◆ **Task to carry out**
Can you return each of the items below verbatim, line for line, with nothing altered?

Annotated coordinate records
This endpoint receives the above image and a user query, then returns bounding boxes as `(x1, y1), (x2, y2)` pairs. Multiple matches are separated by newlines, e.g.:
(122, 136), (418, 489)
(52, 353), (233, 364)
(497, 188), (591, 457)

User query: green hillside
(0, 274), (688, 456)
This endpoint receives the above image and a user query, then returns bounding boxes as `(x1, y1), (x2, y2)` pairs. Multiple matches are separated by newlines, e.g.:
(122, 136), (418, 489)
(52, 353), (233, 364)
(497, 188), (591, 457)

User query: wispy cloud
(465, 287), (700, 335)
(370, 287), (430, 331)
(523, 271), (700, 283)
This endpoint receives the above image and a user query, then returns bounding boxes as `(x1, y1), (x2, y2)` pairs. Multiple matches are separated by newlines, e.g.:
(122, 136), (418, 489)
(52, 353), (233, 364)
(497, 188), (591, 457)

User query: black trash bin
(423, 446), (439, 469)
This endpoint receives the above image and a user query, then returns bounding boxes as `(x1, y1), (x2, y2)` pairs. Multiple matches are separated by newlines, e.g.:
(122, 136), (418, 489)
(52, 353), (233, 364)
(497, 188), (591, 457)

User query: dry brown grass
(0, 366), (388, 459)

◆ **Completed task**
This endpoint receives the above image and a user query, then returns bounding boxes as `(x1, y1), (x2, y2)` pairs. Multiple matches are separated by newlines, e.g.:
(122, 136), (418, 489)
(52, 353), (233, 364)
(497, 188), (591, 457)

User query: green hillside
(0, 274), (688, 456)
This endpoint receives the above image and a user query, then returns bounding boxes as `(x1, y1), (x2, y2)` pairs. Multiple matches are separated by newlines, e.g.:
(122, 136), (418, 489)
(52, 353), (233, 364)
(497, 188), (591, 457)

User query: wispy cloud
(465, 287), (700, 335)
(370, 287), (430, 331)
(523, 271), (700, 283)
This endpoint receives the above image and a user query, then returns bounding boxes as `(x1, y1), (x2, y2)` pairs. Multiple matches are separated by newlines, e.g.:
(122, 136), (418, 489)
(52, 353), (233, 364)
(497, 188), (591, 457)

User query: black trash bin
(423, 446), (439, 469)
This endpoint receives the above image and a user query, then returns bounding boxes as `(x1, y1), (x2, y2)` pairs. Multiple matches are separated by newlines, e.g.:
(122, 136), (418, 489)
(52, 353), (233, 364)
(497, 188), (591, 457)

User query: dry brown grass
(0, 366), (388, 459)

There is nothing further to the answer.